Pointing records:
[Start]

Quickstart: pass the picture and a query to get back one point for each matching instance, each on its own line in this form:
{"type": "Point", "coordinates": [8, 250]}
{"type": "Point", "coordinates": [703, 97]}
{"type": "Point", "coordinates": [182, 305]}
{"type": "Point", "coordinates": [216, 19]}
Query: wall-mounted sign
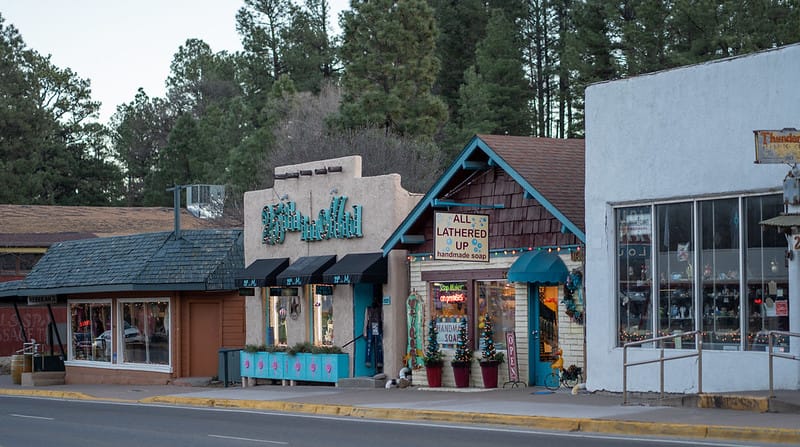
{"type": "Point", "coordinates": [462, 237]}
{"type": "Point", "coordinates": [42, 300]}
{"type": "Point", "coordinates": [331, 223]}
{"type": "Point", "coordinates": [283, 291]}
{"type": "Point", "coordinates": [777, 146]}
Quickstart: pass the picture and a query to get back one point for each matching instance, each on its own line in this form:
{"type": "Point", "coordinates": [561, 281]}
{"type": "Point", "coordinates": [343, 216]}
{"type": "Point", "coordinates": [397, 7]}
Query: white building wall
{"type": "Point", "coordinates": [676, 134]}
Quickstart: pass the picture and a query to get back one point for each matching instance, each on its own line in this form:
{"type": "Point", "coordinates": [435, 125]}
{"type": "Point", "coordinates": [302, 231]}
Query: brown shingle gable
{"type": "Point", "coordinates": [553, 166]}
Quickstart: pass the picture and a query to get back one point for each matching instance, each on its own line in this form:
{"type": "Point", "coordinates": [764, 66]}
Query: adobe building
{"type": "Point", "coordinates": [315, 270]}
{"type": "Point", "coordinates": [676, 206]}
{"type": "Point", "coordinates": [501, 233]}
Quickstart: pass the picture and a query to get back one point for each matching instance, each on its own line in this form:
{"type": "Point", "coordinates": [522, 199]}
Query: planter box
{"type": "Point", "coordinates": [302, 366]}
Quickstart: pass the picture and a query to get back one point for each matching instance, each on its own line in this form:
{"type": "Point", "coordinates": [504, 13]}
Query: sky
{"type": "Point", "coordinates": [121, 45]}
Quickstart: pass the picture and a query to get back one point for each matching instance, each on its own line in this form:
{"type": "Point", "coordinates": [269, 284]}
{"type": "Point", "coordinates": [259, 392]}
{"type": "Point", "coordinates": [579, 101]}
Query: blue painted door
{"type": "Point", "coordinates": [362, 299]}
{"type": "Point", "coordinates": [542, 331]}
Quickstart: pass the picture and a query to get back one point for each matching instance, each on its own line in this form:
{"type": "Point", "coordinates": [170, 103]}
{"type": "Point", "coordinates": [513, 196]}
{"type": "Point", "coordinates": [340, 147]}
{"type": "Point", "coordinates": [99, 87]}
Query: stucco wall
{"type": "Point", "coordinates": [669, 135]}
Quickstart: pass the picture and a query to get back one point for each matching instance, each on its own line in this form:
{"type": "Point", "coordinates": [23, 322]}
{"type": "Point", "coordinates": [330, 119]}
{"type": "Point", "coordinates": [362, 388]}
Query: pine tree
{"type": "Point", "coordinates": [463, 353]}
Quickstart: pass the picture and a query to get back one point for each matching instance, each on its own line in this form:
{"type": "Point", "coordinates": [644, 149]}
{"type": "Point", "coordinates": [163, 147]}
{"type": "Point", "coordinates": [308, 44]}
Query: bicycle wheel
{"type": "Point", "coordinates": [551, 381]}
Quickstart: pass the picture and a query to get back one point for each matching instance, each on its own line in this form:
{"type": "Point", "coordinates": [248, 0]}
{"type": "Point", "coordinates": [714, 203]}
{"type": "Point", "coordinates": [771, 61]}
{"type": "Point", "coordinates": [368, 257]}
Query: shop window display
{"type": "Point", "coordinates": [450, 305]}
{"type": "Point", "coordinates": [739, 291]}
{"type": "Point", "coordinates": [90, 331]}
{"type": "Point", "coordinates": [767, 302]}
{"type": "Point", "coordinates": [675, 265]}
{"type": "Point", "coordinates": [634, 286]}
{"type": "Point", "coordinates": [497, 299]}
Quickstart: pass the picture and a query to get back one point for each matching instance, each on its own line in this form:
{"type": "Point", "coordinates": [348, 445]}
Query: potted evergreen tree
{"type": "Point", "coordinates": [490, 358]}
{"type": "Point", "coordinates": [462, 359]}
{"type": "Point", "coordinates": [433, 356]}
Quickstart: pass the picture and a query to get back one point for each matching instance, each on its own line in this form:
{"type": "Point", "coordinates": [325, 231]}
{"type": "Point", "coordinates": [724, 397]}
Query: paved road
{"type": "Point", "coordinates": [26, 421]}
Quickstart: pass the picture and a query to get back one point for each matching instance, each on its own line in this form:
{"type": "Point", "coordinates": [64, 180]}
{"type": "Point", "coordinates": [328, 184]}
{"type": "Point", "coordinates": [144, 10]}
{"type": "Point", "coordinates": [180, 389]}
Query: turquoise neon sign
{"type": "Point", "coordinates": [331, 223]}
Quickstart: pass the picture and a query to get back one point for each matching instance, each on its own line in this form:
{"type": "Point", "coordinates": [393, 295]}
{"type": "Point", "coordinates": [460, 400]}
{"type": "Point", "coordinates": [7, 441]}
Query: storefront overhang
{"type": "Point", "coordinates": [358, 268]}
{"type": "Point", "coordinates": [540, 267]}
{"type": "Point", "coordinates": [262, 272]}
{"type": "Point", "coordinates": [306, 270]}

[End]

### REQUIREMENTS
Keep the pictures out of the copy and write out the data exactly as it stands.

### EXERCISE SOLUTION
Quickstart: pass the picture and a query to get back one point for each matching instance, each on its own line in this form:
{"type": "Point", "coordinates": [8, 250]}
{"type": "Point", "coordinates": [703, 97]}
{"type": "Point", "coordinates": [182, 305]}
{"type": "Point", "coordinates": [216, 19]}
Query: wall-mounted sign
{"type": "Point", "coordinates": [462, 237]}
{"type": "Point", "coordinates": [42, 300]}
{"type": "Point", "coordinates": [331, 223]}
{"type": "Point", "coordinates": [283, 291]}
{"type": "Point", "coordinates": [777, 146]}
Quickstart: pass the picture and a query to get back one point for each matching instance, each on its own line in this form:
{"type": "Point", "coordinates": [561, 281]}
{"type": "Point", "coordinates": [343, 216]}
{"type": "Point", "coordinates": [397, 7]}
Query: white building wall
{"type": "Point", "coordinates": [676, 134]}
Quickstart: pass the picture and a query to get back one point for each matching instance, each on its own line in this form:
{"type": "Point", "coordinates": [435, 125]}
{"type": "Point", "coordinates": [302, 231]}
Query: brown shingle gable
{"type": "Point", "coordinates": [553, 166]}
Quickstart: pass the picture and a query to get back one point for each matching instance, each on its own line in this form:
{"type": "Point", "coordinates": [764, 66]}
Query: adobe building
{"type": "Point", "coordinates": [315, 270]}
{"type": "Point", "coordinates": [676, 206]}
{"type": "Point", "coordinates": [501, 233]}
Quickstart: pass the picture and a query to get back one point for each matching instance, each on its own line in this form:
{"type": "Point", "coordinates": [522, 199]}
Query: planter box
{"type": "Point", "coordinates": [302, 366]}
Quickstart: pass the picture and a query to get back one point for each matching instance, each on its own line in this form:
{"type": "Point", "coordinates": [504, 13]}
Query: sky
{"type": "Point", "coordinates": [121, 45]}
Quickstart: pass the picture and a query to get back one point for each matching instance, each on its own line in this form:
{"type": "Point", "coordinates": [269, 284]}
{"type": "Point", "coordinates": [259, 392]}
{"type": "Point", "coordinates": [579, 101]}
Query: blue painted door
{"type": "Point", "coordinates": [362, 299]}
{"type": "Point", "coordinates": [542, 331]}
Quickstart: pass the picture and a query to get back one point for each matching instance, each on its own line in this form:
{"type": "Point", "coordinates": [170, 103]}
{"type": "Point", "coordinates": [513, 196]}
{"type": "Point", "coordinates": [340, 147]}
{"type": "Point", "coordinates": [99, 87]}
Query: stucco wall
{"type": "Point", "coordinates": [669, 135]}
Quickstart: pass the picture and a query to get back one point for each matching instance, each on its own line in this form:
{"type": "Point", "coordinates": [23, 322]}
{"type": "Point", "coordinates": [330, 119]}
{"type": "Point", "coordinates": [362, 388]}
Query: pine tree
{"type": "Point", "coordinates": [463, 353]}
Quickstart: pass the picture and a query to get back one point for each matching instance, each on its own line in this form:
{"type": "Point", "coordinates": [644, 149]}
{"type": "Point", "coordinates": [163, 147]}
{"type": "Point", "coordinates": [308, 44]}
Query: bicycle wheel
{"type": "Point", "coordinates": [551, 381]}
Quickstart: pass the picture and a query to get back one point for each matching instance, each on its own line in this form:
{"type": "Point", "coordinates": [248, 0]}
{"type": "Point", "coordinates": [714, 203]}
{"type": "Point", "coordinates": [771, 61]}
{"type": "Point", "coordinates": [368, 257]}
Query: shop window display
{"type": "Point", "coordinates": [450, 305]}
{"type": "Point", "coordinates": [739, 291]}
{"type": "Point", "coordinates": [90, 331]}
{"type": "Point", "coordinates": [767, 302]}
{"type": "Point", "coordinates": [675, 265]}
{"type": "Point", "coordinates": [634, 286]}
{"type": "Point", "coordinates": [497, 299]}
Quickstart: pass the picture and a query to get back one point for each matching instance, each on its own line in this form:
{"type": "Point", "coordinates": [348, 445]}
Query: potted evergreen tree
{"type": "Point", "coordinates": [490, 358]}
{"type": "Point", "coordinates": [462, 359]}
{"type": "Point", "coordinates": [433, 356]}
Quickstart: pass the picture and a query to get back one point for each matching instance, each on its own line in this form:
{"type": "Point", "coordinates": [325, 231]}
{"type": "Point", "coordinates": [724, 397]}
Query: paved road
{"type": "Point", "coordinates": [26, 421]}
Quickstart: pass the picture and a query to get back one point for each matching instance, each on its own line in this form:
{"type": "Point", "coordinates": [64, 180]}
{"type": "Point", "coordinates": [328, 184]}
{"type": "Point", "coordinates": [144, 10]}
{"type": "Point", "coordinates": [180, 389]}
Query: turquoise neon sign
{"type": "Point", "coordinates": [331, 223]}
Quickstart: pass the picture and a query to get back one point for each matching instance, each on its own line in this form:
{"type": "Point", "coordinates": [393, 295]}
{"type": "Point", "coordinates": [460, 400]}
{"type": "Point", "coordinates": [7, 441]}
Query: storefront overhang
{"type": "Point", "coordinates": [358, 268]}
{"type": "Point", "coordinates": [540, 267]}
{"type": "Point", "coordinates": [262, 272]}
{"type": "Point", "coordinates": [306, 270]}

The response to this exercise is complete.